[Brief] Render the material from the line containing "Point out lake in the photo." through the line containing "[0,0,1280,272]", both included, as a JSON list of strings with one string per line and no blank lines. Leave out every other line.

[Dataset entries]

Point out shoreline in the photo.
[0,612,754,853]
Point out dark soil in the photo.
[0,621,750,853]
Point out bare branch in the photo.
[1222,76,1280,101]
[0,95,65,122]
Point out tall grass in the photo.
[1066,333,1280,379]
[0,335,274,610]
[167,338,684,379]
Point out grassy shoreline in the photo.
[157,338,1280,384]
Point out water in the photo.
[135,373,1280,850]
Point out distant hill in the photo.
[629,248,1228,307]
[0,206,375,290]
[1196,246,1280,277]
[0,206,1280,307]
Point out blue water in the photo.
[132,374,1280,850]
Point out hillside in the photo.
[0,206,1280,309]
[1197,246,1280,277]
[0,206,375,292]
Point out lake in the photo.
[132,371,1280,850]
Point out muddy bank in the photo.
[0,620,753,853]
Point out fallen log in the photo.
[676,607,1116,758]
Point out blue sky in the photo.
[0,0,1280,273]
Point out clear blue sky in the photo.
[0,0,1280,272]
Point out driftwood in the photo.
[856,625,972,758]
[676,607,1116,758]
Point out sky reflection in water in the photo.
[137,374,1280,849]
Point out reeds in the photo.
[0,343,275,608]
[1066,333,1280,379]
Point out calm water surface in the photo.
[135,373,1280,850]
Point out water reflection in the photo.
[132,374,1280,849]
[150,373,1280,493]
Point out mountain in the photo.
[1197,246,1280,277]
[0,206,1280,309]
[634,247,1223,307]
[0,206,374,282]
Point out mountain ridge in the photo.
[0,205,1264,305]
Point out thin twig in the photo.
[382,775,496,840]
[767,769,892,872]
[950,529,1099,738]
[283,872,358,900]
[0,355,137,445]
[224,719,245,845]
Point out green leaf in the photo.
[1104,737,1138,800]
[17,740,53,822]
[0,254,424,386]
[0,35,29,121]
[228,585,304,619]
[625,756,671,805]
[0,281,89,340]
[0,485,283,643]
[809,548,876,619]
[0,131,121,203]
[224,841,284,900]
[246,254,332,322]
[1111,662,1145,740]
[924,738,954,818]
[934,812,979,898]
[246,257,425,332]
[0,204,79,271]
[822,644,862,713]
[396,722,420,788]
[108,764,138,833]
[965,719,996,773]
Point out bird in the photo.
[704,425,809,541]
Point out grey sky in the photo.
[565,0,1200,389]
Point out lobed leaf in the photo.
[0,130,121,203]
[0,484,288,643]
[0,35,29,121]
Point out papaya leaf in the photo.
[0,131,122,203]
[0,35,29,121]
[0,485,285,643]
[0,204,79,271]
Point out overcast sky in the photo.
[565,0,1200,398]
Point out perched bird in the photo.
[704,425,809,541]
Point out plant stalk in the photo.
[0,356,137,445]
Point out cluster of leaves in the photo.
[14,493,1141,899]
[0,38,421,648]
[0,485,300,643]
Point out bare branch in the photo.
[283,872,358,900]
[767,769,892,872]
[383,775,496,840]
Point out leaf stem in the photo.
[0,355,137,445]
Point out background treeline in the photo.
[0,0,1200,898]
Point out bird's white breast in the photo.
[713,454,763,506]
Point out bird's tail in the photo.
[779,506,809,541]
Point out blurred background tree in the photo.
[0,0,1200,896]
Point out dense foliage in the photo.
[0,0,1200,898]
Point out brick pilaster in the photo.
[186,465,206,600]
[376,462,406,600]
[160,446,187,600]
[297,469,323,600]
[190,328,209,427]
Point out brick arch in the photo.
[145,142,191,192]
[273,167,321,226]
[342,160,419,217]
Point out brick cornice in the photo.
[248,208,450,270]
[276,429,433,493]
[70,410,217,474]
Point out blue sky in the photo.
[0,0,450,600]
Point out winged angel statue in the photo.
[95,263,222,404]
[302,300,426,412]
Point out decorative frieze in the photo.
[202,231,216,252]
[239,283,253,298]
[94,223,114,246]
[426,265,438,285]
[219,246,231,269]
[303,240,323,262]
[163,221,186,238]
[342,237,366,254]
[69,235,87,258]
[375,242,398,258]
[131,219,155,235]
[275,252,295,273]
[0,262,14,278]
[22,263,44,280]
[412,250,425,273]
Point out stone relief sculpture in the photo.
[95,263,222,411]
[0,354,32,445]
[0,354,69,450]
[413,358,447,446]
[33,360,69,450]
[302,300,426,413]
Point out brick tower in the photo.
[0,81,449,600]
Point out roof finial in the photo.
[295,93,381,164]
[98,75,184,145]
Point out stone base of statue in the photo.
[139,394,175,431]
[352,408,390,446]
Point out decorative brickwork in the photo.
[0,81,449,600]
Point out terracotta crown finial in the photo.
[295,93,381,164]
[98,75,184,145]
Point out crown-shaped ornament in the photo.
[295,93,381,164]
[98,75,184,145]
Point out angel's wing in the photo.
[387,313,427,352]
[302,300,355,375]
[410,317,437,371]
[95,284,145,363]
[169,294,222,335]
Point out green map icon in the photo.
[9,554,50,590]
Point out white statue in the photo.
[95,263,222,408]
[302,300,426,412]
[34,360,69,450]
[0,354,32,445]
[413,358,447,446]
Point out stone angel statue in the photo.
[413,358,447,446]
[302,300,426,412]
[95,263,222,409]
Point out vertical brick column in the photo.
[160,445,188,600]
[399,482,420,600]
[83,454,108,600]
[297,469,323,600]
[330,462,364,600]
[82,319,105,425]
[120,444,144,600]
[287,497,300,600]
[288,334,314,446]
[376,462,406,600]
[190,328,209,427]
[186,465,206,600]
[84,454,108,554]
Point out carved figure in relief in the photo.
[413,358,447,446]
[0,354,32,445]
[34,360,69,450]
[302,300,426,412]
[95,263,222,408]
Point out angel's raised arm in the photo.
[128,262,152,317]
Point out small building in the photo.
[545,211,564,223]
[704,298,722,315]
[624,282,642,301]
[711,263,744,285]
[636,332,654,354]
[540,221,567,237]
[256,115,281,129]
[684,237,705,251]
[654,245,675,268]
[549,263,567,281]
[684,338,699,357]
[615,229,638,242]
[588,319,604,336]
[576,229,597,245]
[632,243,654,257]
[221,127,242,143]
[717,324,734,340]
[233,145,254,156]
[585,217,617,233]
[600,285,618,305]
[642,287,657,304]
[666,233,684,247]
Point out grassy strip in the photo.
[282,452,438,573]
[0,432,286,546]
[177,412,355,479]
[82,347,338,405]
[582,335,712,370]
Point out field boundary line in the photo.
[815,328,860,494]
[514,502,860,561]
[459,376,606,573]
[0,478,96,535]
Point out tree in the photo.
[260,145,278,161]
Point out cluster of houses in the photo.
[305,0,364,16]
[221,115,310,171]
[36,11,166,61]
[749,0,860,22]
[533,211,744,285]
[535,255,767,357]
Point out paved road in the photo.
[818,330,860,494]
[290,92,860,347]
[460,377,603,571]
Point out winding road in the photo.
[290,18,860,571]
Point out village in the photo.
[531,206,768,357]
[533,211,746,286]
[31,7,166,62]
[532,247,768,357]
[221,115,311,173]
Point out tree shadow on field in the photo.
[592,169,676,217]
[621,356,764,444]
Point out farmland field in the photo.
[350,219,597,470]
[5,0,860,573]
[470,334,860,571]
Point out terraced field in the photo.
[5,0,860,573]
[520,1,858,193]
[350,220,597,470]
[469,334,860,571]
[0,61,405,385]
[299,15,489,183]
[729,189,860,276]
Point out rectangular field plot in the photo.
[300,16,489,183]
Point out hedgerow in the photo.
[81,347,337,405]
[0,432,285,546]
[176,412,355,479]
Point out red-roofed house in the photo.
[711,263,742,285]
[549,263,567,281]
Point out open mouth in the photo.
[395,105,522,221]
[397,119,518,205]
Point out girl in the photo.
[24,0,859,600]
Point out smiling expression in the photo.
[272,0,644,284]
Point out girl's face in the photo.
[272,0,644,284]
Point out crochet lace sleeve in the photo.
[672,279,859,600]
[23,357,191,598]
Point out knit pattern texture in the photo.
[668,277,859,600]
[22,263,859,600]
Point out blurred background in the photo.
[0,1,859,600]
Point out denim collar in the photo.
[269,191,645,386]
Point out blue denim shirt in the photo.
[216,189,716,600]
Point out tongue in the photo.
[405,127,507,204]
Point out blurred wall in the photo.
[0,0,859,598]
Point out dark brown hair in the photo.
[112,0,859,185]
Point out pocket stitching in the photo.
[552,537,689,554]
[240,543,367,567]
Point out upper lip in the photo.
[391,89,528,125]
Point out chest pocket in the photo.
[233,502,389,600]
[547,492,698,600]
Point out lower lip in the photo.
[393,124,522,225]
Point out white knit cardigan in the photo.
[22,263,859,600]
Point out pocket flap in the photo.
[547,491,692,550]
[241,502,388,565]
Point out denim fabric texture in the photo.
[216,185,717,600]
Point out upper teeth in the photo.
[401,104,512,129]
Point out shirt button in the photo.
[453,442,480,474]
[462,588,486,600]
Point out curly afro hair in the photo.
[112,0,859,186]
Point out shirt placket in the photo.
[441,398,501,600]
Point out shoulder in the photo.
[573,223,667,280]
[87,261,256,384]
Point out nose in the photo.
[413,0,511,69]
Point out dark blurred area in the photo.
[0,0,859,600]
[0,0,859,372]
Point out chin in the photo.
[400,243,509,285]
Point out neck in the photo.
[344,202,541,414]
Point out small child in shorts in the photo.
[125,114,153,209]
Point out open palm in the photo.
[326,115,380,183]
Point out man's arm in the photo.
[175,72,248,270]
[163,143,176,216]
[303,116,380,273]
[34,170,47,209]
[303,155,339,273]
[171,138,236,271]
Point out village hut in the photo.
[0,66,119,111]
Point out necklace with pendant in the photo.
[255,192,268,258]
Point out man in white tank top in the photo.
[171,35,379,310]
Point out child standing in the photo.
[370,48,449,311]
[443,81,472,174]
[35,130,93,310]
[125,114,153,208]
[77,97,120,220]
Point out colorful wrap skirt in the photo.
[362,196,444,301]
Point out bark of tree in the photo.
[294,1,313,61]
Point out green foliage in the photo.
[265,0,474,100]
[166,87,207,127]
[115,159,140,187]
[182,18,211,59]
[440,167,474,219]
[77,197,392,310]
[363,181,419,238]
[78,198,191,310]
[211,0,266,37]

[Problem solution]
[
  "Point out lake in the photo.",
  "[132,371,1280,850]",
  "Point out muddy bank in the photo.",
  "[0,620,753,853]",
  "Point out fallen log in the photo.",
  "[676,607,1116,758]",
  "Point out blue sky in the photo.",
  "[0,0,1280,273]",
  "Point out clear blue sky in the photo.",
  "[0,0,1280,272]"
]